BEGIN

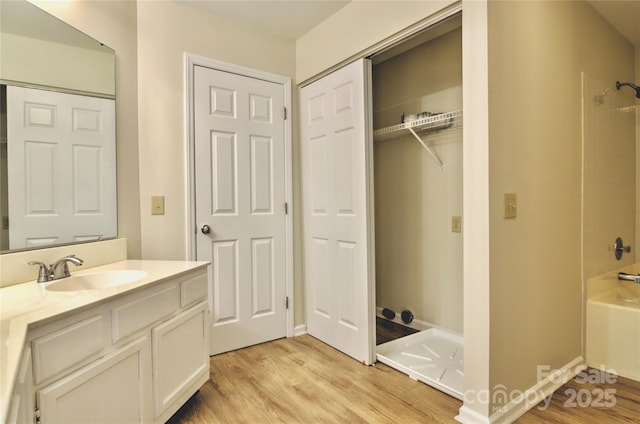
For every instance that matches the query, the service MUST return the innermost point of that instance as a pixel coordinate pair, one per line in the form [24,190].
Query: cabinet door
[108,390]
[180,359]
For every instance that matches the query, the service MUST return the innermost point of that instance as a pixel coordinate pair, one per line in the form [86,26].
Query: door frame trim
[190,62]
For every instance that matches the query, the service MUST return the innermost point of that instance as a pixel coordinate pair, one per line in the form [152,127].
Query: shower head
[635,87]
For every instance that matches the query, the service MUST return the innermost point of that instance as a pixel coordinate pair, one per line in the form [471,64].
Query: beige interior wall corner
[637,82]
[537,52]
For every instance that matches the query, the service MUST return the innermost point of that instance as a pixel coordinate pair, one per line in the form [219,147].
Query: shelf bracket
[427,148]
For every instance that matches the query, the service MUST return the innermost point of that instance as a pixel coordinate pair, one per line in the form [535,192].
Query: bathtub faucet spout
[623,276]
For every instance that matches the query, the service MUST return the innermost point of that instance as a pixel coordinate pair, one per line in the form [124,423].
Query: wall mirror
[57,132]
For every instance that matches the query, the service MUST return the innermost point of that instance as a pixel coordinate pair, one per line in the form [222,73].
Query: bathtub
[613,324]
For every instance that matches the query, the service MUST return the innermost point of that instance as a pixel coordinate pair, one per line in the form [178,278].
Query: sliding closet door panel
[336,158]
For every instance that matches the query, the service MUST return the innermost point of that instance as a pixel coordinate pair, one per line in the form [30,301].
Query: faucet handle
[43,272]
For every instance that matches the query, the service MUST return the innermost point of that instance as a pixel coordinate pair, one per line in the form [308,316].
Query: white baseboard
[538,392]
[467,415]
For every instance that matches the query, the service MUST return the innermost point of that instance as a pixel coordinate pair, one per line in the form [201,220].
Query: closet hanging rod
[427,148]
[425,126]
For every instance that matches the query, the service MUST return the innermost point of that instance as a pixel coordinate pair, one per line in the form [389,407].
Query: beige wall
[355,28]
[537,51]
[57,65]
[637,80]
[114,23]
[418,257]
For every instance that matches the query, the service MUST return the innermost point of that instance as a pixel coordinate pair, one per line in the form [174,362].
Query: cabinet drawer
[109,390]
[137,314]
[66,347]
[194,289]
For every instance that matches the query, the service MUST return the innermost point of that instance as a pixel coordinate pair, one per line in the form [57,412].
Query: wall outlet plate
[510,205]
[456,224]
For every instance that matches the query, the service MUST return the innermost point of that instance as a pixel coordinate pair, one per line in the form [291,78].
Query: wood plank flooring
[302,380]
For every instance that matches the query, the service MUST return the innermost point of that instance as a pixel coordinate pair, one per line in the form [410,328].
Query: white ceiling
[624,15]
[294,18]
[286,18]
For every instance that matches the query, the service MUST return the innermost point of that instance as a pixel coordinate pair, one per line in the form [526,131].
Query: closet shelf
[421,127]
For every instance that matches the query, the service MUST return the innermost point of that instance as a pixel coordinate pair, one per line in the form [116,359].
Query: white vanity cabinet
[111,389]
[134,358]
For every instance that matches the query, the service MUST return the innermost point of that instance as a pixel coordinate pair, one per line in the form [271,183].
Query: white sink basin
[97,280]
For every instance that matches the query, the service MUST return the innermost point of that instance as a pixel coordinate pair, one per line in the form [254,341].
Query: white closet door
[337,160]
[61,164]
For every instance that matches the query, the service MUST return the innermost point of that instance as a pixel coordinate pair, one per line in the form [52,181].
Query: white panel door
[337,193]
[61,161]
[240,196]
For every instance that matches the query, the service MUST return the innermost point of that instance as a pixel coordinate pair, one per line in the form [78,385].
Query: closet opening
[417,121]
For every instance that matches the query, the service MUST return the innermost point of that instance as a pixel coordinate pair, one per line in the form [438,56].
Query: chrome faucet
[59,269]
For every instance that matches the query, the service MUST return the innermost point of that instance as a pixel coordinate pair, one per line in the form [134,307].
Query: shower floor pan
[434,357]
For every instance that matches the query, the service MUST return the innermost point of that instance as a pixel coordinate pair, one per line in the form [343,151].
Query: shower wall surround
[609,175]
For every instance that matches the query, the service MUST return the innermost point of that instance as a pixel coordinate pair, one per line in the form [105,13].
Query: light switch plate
[510,205]
[456,224]
[157,205]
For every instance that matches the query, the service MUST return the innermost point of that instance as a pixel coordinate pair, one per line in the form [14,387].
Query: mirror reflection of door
[61,159]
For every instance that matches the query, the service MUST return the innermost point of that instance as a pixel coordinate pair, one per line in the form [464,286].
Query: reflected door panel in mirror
[38,50]
[61,158]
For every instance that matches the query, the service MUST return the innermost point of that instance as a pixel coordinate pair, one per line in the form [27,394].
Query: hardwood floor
[302,380]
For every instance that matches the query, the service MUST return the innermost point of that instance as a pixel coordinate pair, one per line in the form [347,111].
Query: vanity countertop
[22,305]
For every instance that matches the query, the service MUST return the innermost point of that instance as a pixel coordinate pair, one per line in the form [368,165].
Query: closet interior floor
[434,357]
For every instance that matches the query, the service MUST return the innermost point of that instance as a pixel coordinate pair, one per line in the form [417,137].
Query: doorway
[240,187]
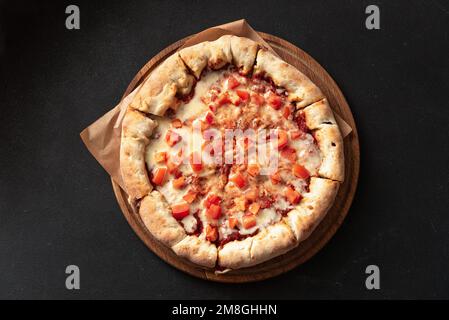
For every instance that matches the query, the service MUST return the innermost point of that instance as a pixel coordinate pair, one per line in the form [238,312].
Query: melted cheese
[195,107]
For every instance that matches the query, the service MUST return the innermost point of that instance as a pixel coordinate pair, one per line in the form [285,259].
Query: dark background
[57,206]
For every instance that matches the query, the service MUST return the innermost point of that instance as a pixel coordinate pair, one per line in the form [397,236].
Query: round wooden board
[326,228]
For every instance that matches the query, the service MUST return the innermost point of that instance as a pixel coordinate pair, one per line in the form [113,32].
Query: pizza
[229,155]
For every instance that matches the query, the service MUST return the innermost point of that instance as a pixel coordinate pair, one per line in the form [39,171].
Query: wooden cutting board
[327,227]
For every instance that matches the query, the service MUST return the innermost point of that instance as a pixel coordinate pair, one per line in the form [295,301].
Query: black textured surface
[56,203]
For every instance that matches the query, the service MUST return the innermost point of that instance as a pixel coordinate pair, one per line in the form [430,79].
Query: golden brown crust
[157,217]
[319,114]
[271,242]
[330,143]
[313,207]
[197,250]
[275,240]
[244,53]
[161,89]
[214,54]
[235,254]
[300,88]
[136,130]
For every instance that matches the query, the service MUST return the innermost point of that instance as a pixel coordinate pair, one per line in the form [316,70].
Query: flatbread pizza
[230,155]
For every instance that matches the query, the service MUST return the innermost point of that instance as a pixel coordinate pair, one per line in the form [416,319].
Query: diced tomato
[265,202]
[282,139]
[244,95]
[211,199]
[224,99]
[160,157]
[254,208]
[176,123]
[301,122]
[214,211]
[289,154]
[236,101]
[209,118]
[232,82]
[240,203]
[295,134]
[172,167]
[253,169]
[179,183]
[180,210]
[172,138]
[275,178]
[274,100]
[300,172]
[238,179]
[189,196]
[232,222]
[286,112]
[211,233]
[159,176]
[292,195]
[249,221]
[257,99]
[196,167]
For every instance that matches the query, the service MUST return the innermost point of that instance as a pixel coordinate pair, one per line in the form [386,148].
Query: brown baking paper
[102,138]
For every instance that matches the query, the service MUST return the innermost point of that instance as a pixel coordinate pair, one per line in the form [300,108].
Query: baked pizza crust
[271,242]
[157,218]
[330,143]
[244,53]
[312,208]
[197,250]
[301,89]
[136,130]
[162,88]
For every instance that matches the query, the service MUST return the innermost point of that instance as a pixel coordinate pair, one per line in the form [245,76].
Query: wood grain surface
[330,223]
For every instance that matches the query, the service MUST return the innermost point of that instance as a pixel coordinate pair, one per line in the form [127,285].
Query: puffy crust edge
[313,207]
[330,142]
[197,250]
[271,242]
[162,88]
[244,52]
[214,54]
[301,89]
[136,130]
[319,114]
[157,218]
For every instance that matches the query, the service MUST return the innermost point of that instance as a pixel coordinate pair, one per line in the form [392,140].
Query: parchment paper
[102,138]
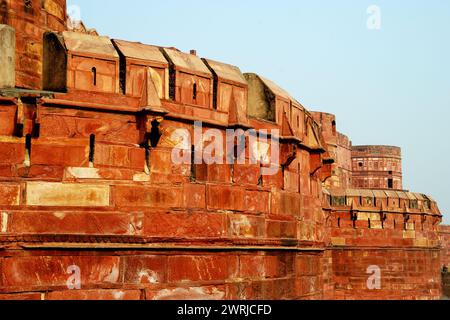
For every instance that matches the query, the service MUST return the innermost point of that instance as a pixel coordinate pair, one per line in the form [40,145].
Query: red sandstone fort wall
[378,167]
[445,240]
[88,181]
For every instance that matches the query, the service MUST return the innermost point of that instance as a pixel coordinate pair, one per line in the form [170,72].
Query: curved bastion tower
[90,192]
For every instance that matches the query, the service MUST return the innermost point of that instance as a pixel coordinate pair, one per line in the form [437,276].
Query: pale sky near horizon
[389,86]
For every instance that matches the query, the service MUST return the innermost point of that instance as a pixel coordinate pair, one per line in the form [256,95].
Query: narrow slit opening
[91,150]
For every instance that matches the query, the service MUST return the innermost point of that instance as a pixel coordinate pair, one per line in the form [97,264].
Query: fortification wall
[339,149]
[30,19]
[377,167]
[372,239]
[445,239]
[91,189]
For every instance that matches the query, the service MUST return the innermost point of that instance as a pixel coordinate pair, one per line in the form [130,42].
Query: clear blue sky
[390,86]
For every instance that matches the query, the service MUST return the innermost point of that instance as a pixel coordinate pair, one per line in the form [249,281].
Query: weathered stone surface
[66,195]
[7,57]
[88,180]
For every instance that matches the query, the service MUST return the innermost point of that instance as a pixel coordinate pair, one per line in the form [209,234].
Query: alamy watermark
[74,281]
[374,281]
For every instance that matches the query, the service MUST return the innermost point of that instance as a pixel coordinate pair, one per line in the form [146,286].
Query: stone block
[47,194]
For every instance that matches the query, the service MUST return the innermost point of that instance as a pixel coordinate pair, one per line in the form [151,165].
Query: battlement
[377,167]
[86,166]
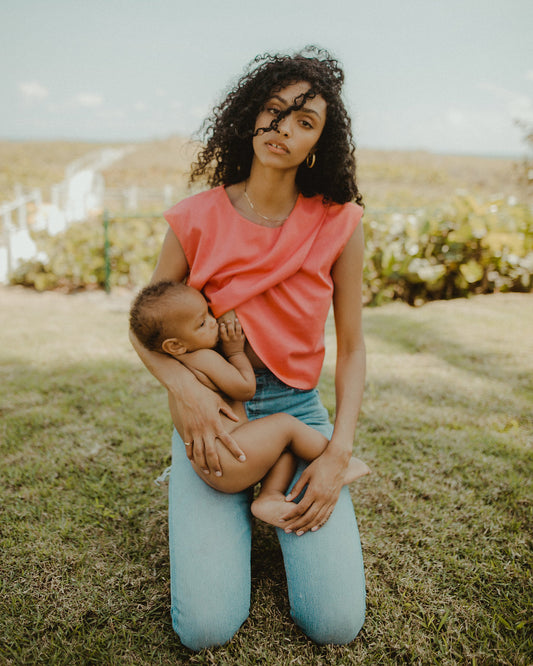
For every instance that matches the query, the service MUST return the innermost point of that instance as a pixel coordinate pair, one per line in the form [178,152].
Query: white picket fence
[80,195]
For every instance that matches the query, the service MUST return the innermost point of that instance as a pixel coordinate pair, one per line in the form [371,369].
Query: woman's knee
[336,626]
[207,629]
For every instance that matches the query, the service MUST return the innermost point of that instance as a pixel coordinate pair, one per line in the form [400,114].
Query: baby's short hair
[147,312]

END

YOUR GOAL: Print exactly the lines that run from the line containing "the form [371,369]." to the end of the data, both ends included.

OUTPUT FOR THIS TASK:
For every instance that matches the query, the service MUST return the innermost point of that instance as a pixel coordinate pair, one per line in the form [371,369].
Query: woman's knee
[336,626]
[207,629]
For every instance that matches the query, the service MUST return the innermost point of that instance as a pixel coordinate pair, one per line in the form [400,114].
Query: baby's short hair
[147,312]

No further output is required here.